■ **WHAT THE TASK ASKS**: Could you write out, word for word, the lines of the listing below, from the line containing "window in this photo." through the final line of the listing?

■ **PROVIDED DATA**:
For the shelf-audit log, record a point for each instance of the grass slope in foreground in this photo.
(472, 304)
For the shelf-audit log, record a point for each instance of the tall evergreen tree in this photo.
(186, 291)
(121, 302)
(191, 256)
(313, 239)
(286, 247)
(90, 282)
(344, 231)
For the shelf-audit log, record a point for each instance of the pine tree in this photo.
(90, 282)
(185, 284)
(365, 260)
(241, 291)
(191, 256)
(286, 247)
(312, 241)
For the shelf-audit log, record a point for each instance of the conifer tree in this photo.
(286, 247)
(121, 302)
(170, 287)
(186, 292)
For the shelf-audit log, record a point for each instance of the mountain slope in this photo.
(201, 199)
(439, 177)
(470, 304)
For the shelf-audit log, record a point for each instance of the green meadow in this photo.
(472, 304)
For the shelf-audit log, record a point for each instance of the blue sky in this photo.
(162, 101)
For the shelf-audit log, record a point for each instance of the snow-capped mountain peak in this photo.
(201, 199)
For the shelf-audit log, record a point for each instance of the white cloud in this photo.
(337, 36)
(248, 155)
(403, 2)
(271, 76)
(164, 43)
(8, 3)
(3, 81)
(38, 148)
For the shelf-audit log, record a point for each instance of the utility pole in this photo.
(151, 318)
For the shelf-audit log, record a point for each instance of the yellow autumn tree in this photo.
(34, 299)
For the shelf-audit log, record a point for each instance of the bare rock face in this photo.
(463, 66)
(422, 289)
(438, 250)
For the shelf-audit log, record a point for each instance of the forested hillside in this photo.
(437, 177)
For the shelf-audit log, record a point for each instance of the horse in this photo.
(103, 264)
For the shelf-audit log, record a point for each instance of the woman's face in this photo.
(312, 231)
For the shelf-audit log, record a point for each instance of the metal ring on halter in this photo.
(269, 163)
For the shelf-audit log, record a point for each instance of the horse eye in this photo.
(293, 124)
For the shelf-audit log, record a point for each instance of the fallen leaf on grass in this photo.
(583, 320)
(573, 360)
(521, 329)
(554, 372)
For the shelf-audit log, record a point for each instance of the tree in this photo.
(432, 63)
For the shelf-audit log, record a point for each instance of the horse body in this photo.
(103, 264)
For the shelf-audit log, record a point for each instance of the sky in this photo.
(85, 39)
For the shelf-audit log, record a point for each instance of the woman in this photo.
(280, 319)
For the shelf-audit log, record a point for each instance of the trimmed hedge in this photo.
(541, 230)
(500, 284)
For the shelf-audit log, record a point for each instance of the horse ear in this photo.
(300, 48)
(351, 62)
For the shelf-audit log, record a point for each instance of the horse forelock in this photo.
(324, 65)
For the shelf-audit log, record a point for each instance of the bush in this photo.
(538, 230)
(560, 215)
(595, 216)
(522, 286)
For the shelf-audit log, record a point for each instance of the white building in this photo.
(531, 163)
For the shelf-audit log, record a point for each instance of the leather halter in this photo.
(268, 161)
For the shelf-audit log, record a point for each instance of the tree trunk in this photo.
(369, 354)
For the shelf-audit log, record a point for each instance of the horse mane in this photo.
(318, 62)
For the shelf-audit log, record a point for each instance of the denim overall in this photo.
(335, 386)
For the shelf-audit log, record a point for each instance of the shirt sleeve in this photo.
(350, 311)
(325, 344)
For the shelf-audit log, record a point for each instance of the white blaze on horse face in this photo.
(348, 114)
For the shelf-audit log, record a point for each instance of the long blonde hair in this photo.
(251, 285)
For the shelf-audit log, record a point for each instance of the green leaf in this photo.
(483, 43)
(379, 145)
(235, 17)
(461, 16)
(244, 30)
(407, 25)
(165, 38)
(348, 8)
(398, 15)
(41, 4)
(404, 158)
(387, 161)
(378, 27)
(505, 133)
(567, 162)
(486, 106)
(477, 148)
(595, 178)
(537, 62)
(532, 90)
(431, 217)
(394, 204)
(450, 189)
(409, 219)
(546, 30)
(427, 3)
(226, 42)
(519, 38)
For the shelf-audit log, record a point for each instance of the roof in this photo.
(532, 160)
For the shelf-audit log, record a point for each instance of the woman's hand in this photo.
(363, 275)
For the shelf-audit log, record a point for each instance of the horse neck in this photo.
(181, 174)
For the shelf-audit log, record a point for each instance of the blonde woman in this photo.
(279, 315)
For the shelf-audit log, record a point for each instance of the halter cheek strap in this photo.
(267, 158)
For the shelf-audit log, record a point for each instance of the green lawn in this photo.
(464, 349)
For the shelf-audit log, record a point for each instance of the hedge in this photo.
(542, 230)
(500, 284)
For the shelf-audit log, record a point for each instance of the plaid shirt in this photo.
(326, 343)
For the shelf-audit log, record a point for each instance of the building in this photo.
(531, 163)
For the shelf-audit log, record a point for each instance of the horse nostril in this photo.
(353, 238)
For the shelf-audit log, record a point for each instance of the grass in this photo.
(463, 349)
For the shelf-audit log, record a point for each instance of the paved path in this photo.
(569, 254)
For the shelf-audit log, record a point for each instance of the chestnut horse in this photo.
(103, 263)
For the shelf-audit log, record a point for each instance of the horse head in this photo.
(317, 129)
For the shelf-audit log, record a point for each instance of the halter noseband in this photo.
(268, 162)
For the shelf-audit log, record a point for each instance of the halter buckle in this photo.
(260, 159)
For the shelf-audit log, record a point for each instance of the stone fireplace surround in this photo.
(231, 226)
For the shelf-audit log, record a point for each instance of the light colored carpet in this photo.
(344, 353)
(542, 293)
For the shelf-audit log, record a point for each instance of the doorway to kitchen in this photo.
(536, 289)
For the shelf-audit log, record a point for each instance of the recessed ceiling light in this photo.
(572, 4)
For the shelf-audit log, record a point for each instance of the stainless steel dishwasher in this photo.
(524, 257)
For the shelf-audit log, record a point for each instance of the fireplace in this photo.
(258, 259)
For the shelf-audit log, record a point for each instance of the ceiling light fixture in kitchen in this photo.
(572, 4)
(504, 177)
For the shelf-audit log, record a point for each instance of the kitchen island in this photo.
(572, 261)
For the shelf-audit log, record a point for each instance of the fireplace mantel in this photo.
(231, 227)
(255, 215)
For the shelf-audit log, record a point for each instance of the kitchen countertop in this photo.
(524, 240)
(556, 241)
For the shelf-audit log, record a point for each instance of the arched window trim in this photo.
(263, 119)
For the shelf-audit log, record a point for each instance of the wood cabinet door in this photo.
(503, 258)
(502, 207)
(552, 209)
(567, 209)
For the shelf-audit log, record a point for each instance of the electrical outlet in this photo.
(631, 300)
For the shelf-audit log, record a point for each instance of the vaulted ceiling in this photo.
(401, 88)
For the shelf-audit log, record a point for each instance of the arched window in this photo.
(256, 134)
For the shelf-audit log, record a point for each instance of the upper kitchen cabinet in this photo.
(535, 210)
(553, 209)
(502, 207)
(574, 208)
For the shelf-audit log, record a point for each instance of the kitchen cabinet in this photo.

■ **OUTPUT FOR THIS TASK**:
For the shelf-audit log, record a point for each instance of the arched window in this photo.
(256, 134)
For the shelf-audit log, record a point for each instance of the upper kitchen cabinet in this photo.
(535, 210)
(553, 209)
(502, 207)
(574, 208)
For the shelf-audit log, record a point for each instance of the kitchen cabinet in this photo.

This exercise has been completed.